[Stored data entries]

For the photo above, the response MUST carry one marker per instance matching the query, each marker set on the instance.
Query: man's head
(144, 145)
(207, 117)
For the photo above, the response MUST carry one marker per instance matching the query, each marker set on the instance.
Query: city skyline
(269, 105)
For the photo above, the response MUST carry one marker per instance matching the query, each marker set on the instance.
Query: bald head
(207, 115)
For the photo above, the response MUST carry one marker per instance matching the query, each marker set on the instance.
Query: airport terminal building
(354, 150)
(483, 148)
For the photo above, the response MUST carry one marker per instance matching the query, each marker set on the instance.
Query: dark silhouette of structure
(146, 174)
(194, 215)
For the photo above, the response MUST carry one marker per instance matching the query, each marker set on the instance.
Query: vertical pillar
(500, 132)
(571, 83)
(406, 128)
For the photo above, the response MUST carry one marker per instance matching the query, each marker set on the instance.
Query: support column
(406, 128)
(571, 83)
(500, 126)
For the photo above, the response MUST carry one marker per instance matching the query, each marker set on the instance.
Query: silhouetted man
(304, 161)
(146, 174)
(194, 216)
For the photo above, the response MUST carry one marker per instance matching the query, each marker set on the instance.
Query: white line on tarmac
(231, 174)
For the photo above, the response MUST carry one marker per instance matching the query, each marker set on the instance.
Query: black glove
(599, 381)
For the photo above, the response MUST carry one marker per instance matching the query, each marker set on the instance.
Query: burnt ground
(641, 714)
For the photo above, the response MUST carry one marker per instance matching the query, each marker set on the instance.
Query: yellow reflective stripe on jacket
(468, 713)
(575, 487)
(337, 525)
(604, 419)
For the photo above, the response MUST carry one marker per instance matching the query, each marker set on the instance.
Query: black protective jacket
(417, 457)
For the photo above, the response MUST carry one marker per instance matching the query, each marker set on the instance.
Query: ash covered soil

> [TASK GOAL]
All lines above should be output verbatim.

> [ANSWER TO THE PROBLEM]
For the photo above, the response MUST carry one marker per instance matching the query, each marker set on the instance.
Query: man's head
(144, 145)
(207, 117)
For the photo above, the response MUST carry one marker per instance matching the query, each marker set on the instance.
Query: city skyline
(269, 105)
For the photo above, the response MUST carry one marker per instance matching the query, each marker set on the instance.
Query: bald head
(207, 115)
For the photo above, the response MUST carry one marker per instance matching the query, each marker set on the instance.
Query: airport terminal building
(354, 150)
(483, 148)
For the photo above, the response MUST carry one marker per instance matching the query, each marker set on the instance.
Query: dark silhouette of structure
(146, 174)
(194, 215)
For the photo above, the response MUST carry one marker per instance matching the query, each marker set on the instance.
Query: vertical pillar
(500, 132)
(571, 83)
(406, 128)
For the photo above, the response MUST carry one marker per instance matching the query, each marker set on the instance.
Query: support column
(406, 128)
(571, 83)
(500, 126)
For the photo above, the response MUST carry one marker per instance matching the query, each marker set on the instance.
Query: silhouetted man
(304, 161)
(146, 174)
(194, 216)
For the photo above, the response MUST carry one marker per instance matching the query, each marker set on the instance.
Query: white line on tarmac
(231, 174)
For the photo above, the response MUST carry one marker per instance matching the query, each marker set on the instance.
Query: black glove
(599, 381)
For the photo above, the response MUST carry one marker per instance matching the query, each marker set on the instance.
Query: burnt ground
(641, 714)
For the photo above, the response MUST carry one marker per instance matching the query, each marker set on the instance.
Query: yellow reflective stripe on jacket
(468, 713)
(575, 487)
(337, 525)
(604, 419)
For the photo above, the response MUST carry one marker per instance matching the query, each marker set on the instance.
Query: black protective jacket
(417, 457)
For the photo above, the response MUST carry one marker per instance matching the query, each marker set on the instance.
Query: ash covered soil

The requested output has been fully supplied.